------ Supplied records

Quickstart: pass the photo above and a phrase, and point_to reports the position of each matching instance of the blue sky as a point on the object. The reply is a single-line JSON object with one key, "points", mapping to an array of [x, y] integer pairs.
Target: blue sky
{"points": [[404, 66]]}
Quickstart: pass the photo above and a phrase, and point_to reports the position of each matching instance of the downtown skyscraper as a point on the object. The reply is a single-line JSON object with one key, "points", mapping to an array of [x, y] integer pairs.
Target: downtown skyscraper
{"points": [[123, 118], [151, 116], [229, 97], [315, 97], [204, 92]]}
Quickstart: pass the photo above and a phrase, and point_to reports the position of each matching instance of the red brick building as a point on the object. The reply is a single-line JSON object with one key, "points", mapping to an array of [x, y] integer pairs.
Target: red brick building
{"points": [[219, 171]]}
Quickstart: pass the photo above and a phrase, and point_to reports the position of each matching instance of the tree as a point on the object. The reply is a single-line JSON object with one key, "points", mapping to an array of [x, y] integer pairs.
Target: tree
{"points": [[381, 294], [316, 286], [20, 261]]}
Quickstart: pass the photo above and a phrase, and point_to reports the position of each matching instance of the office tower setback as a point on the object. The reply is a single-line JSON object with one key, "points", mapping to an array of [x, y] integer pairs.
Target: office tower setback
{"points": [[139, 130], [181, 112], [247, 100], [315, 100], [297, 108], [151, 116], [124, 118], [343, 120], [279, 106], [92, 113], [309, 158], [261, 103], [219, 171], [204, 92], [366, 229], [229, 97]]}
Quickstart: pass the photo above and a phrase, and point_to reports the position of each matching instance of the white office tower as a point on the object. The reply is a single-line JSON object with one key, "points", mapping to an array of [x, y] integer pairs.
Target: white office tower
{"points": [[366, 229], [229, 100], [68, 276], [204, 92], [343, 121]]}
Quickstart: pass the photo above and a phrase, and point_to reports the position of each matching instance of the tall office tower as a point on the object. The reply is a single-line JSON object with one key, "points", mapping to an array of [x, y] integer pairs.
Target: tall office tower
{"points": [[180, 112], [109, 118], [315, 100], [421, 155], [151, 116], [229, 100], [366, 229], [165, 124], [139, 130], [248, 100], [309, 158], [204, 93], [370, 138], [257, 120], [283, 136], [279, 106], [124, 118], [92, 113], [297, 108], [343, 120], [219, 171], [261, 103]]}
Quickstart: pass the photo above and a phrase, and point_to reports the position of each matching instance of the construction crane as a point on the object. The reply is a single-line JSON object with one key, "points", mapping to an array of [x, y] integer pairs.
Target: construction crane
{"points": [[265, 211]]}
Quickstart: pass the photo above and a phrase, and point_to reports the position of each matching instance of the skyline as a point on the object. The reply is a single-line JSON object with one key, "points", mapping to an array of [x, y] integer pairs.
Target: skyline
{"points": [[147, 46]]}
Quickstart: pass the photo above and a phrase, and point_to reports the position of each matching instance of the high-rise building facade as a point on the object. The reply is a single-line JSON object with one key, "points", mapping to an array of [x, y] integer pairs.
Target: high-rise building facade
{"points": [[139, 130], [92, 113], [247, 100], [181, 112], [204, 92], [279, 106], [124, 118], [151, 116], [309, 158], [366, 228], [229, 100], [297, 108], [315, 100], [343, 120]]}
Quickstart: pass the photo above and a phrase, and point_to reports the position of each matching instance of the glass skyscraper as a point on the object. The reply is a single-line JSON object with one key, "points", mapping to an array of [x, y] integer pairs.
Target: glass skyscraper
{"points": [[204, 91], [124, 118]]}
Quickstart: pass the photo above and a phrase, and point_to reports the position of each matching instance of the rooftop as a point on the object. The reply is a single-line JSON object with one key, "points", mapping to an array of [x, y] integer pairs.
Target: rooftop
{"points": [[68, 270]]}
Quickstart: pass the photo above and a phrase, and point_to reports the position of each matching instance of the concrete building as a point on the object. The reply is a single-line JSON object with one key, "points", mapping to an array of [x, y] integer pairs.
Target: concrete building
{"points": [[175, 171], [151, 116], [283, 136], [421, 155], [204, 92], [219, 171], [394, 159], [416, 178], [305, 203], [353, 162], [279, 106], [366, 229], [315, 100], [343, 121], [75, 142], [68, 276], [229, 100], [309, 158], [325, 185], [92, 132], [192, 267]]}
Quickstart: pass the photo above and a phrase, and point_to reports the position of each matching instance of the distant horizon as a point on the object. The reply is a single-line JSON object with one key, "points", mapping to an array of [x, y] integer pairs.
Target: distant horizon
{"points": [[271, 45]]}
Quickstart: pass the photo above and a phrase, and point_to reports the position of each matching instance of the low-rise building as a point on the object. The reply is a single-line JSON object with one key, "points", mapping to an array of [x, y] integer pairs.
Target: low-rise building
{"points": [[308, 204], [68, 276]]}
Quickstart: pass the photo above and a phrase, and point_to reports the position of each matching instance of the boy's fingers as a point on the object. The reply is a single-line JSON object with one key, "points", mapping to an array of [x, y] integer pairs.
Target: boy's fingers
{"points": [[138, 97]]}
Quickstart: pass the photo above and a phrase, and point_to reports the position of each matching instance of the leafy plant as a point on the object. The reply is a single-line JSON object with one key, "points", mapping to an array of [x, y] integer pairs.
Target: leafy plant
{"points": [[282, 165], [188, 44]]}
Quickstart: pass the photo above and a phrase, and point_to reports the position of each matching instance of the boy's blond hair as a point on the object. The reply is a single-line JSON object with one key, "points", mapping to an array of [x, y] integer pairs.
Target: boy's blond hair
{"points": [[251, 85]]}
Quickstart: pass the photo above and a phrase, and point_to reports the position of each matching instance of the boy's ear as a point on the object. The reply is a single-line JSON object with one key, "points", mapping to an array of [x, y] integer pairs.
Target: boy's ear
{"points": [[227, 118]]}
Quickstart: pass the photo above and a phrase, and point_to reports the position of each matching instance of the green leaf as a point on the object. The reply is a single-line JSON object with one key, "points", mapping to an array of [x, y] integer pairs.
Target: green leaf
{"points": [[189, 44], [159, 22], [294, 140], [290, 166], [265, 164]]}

------------

Problem details:
Rewrite the stretch from the line containing "the boy's ear" through the line containing "Target: boy's ear" with "ear" replaced by "nose". Keep everything else the same.

Response below:
Quickstart: pass the photo above and a phrase, and point_to reports the position of each matching instance of the boy's nose as a point on the object. The reply is a single-line JSON object with one key, "points", mapping to an array of [x, y] integer pairs.
Target: boy's nose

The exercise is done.